**What the exercise asks**
Retype every entry word for word.

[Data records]
◇ ◇ ◇ ◇ ◇

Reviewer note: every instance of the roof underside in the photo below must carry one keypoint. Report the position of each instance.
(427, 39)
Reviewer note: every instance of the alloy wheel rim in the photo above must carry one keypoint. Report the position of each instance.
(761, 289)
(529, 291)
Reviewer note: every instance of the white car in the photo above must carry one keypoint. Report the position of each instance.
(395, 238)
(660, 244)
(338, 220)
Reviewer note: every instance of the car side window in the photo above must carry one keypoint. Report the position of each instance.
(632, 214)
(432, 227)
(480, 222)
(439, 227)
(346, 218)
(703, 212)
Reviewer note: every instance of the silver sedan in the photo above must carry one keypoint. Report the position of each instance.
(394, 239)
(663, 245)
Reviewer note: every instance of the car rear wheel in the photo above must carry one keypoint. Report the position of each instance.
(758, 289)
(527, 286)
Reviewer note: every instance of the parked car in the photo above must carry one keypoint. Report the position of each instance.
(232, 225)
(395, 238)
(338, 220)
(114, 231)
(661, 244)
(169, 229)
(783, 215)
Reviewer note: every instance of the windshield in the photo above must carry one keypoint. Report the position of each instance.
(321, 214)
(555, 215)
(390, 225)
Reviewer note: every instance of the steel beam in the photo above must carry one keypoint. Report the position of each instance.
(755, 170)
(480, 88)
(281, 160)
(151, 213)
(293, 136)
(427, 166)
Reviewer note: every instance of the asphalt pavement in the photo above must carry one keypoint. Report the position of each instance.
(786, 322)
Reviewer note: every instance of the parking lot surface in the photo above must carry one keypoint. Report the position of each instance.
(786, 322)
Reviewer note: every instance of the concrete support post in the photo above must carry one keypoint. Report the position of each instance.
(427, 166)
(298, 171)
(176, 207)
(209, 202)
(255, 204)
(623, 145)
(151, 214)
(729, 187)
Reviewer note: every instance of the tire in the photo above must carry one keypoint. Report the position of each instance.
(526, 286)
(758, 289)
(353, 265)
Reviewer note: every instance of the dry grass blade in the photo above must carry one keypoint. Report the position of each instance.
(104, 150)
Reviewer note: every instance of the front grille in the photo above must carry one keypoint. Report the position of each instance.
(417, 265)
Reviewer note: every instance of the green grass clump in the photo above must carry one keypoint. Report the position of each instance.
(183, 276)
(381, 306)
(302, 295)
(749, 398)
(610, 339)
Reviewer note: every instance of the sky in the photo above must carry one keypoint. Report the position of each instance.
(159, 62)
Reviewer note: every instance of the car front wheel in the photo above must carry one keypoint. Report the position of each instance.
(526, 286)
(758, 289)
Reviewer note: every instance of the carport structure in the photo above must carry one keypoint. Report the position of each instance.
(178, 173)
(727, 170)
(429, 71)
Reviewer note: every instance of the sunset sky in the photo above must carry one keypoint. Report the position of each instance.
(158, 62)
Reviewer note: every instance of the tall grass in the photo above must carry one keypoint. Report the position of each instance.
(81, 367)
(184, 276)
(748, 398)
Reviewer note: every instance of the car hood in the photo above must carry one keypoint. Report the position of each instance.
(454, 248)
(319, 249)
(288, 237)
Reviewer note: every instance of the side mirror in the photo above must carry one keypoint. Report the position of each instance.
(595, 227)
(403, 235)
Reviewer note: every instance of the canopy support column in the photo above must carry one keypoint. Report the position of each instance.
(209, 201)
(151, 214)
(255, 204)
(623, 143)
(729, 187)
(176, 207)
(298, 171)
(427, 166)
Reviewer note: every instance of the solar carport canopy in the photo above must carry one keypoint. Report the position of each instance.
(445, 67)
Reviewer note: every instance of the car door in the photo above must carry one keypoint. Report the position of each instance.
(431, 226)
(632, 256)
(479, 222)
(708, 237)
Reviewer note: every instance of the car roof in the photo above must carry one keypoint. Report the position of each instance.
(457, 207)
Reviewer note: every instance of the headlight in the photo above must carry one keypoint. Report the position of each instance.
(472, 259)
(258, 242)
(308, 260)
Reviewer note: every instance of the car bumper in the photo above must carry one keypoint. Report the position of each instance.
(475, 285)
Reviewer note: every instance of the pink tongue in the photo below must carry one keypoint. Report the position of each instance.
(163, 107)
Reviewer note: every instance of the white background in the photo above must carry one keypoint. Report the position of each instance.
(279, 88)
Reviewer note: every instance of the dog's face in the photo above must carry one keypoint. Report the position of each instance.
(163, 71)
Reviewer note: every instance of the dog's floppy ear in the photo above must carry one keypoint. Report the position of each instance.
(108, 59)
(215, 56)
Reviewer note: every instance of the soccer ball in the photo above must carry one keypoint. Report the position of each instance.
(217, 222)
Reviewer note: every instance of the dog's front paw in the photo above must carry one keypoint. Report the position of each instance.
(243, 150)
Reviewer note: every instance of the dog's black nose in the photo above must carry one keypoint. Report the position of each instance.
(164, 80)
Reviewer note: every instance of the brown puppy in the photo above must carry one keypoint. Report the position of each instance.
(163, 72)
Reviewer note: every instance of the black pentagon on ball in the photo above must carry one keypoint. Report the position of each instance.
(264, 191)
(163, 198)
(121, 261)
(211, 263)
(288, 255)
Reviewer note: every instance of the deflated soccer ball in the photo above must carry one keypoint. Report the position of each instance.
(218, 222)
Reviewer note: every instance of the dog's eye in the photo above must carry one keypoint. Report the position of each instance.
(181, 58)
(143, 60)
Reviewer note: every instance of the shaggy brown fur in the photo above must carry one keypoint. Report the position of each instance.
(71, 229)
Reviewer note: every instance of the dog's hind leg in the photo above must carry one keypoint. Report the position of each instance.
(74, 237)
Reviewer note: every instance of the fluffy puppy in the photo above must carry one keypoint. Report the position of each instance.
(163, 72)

◇ ◇ ◇ ◇ ◇

**The completed task**
Reviewer note: every instance of the roof underside in the photo below must carry one keypoint. Report the position of each instance.
(427, 39)
Reviewer note: every instance of the alloy wheel rim in the photo above must carry one keypoint. Report the position of each instance.
(761, 289)
(529, 291)
Reviewer note: every instance of the white car in the photo above must carry one keypoint. Report the position of each instance.
(395, 238)
(660, 244)
(338, 220)
Reviewer note: every instance of the car side window in the photo above must carry one keypoint. Report the position of each instance.
(632, 214)
(432, 227)
(480, 222)
(439, 227)
(346, 218)
(703, 212)
Reviewer note: every instance of the silver sedan in the photo above must carry one keypoint. Report the position of each instance.
(394, 239)
(663, 245)
Reviewer note: every instance of the car rear wheel in the photo above must carry one keypoint. Report the position of each instance.
(758, 289)
(527, 286)
Reviewer note: every instance of the parked car in the photo above must carry one keypoint. Report the position of each instance.
(232, 225)
(395, 238)
(338, 220)
(114, 231)
(661, 244)
(169, 229)
(783, 215)
Reviewer note: every instance of the windshield in the photo above must carry one keypoint. Report the position of each instance.
(321, 214)
(555, 215)
(390, 225)
Reviewer note: every instance of the steel beam in the photo above must carry one keypoint. Report the position of each instance.
(755, 170)
(480, 88)
(281, 160)
(151, 213)
(293, 136)
(427, 166)
Reviewer note: every instance of the asphalt pavement in the photo above must carry one keypoint. Report the position of each instance.
(786, 322)
Reviewer note: every instance of the parking lot surface in the photo above must carry one keypoint. Report the position of each instance.
(786, 322)
Reviewer note: every instance of the concrete support post in the photo above must carry one keypoint. Report the position of each instance.
(427, 166)
(298, 171)
(176, 207)
(209, 202)
(255, 204)
(623, 145)
(151, 214)
(729, 187)
Reviewer note: every instance of the tire in the photo above must carry one keypoint. Report the position of each instance.
(526, 286)
(758, 289)
(353, 265)
Reviewer note: every instance of the dry grass blade in the photo above must carry one keypoint. Report the position of each instance.
(104, 150)
Reviewer note: every instance of the front grille in the photo above must carry one keypoint. Report the position of each instance.
(417, 265)
Reviewer note: every instance of the green grass clump in the photo above must carry one keypoint. Report the position of each instance.
(183, 276)
(381, 306)
(302, 295)
(749, 398)
(610, 339)
Reviewer note: every instance of the sky in the photo above must carry one keypoint. Report the position of each instance.
(159, 62)
Reviewer note: every instance of the car front wheel in the photo above must carry one keypoint. Report the position of each instance.
(526, 286)
(758, 289)
Reviewer note: every instance of the carport structure in the photo above must carry one keypoint. Report the position of each instance.
(178, 173)
(727, 170)
(429, 71)
Reviewer note: every instance of the sunset sky in the photo above must carry one keypoint. Report the position of each instance.
(158, 62)
Reviewer note: every instance of the tall grass in the photo above must carry one keypoint. Report the position of each instance.
(81, 367)
(184, 276)
(748, 398)
Reviewer note: every instance of the car hood in the photo above must carry one keypoint. Report the position of each instance.
(454, 248)
(319, 249)
(288, 237)
Reviewer note: every instance of the side mirror in the photo above must carry one keypoint. Report the position of each instance.
(595, 227)
(403, 235)
Reviewer note: every instance of the canopy support column in the photo above must carry one keypoint. Report the position of each instance.
(209, 201)
(151, 214)
(255, 204)
(623, 143)
(729, 187)
(176, 207)
(298, 171)
(427, 166)
Reviewer note: every instance of the solar carport canopy in the photo above must carry one keypoint. Report the position of each instance.
(445, 67)
Reviewer note: every instance of the car door in the photo above must carry one keypoint. Report the position of each instance.
(431, 226)
(632, 256)
(479, 222)
(708, 237)
Reviewer note: every instance of the car roof in the photo above must carry one keypoint. Report the position of each instance.
(457, 207)
Reviewer note: every instance of the headlight in the photo above must carry one keypoint. Report the position of each instance.
(472, 259)
(258, 242)
(308, 260)
Reviewer note: every instance of the car bumper in the photo above must carry one keypoint. Report the position of each instance.
(475, 285)
Reviewer note: every instance of the pink tongue in the photo below must carry one keypoint. Report the position of each instance.
(163, 107)
Reviewer note: every instance of the white background in the photo above must carry one keypoint. Report the position of each instance.
(279, 88)
Reviewer note: every instance of the dog's face in the photo above must carry one keypoint. Report the position of each instance.
(163, 71)
Reviewer note: every instance of the dog's floppy ear in the photo above must carry one keypoint. Report the position of each instance.
(108, 59)
(215, 56)
Reviewer note: every instance of the soccer ball in the photo above must carry one keypoint. Report the position of each instance.
(217, 222)
Reviewer note: every instance of the dog's front paw in the photo above must carry one keypoint. Report the position of each instance.
(243, 150)
Reviewer note: every instance of the dog's black nose in the photo above must carry one keypoint. Report the position of each instance.
(164, 80)
Reviewer note: every instance of the brown puppy in the photo above must carry one keypoint. Report the position of each instance.
(163, 72)
Reviewer note: every instance of the black pentagon on ball in the photo above must carry one keypoint. Report the position of each instance.
(264, 191)
(163, 198)
(121, 261)
(211, 263)
(288, 255)
Reviewer note: every instance of the deflated soccer ball in the photo above must carry one keypoint. Report the position of each instance.
(218, 222)
Reviewer note: every instance of the dog's eye in the photo above must carry one keypoint. Report the position of each instance.
(181, 58)
(143, 60)
Reviewer note: every instance of the shaggy brown fur in the photo above must carry one keypoint. Report the position of each instance.
(71, 229)
Reviewer note: every instance of the dog's hind leg in the photo above must carry one keypoint. Report the position of each instance.
(74, 237)
Reviewer note: every instance of the fluffy puppy in the photo above must carry one keypoint. Report the position of each instance.
(163, 72)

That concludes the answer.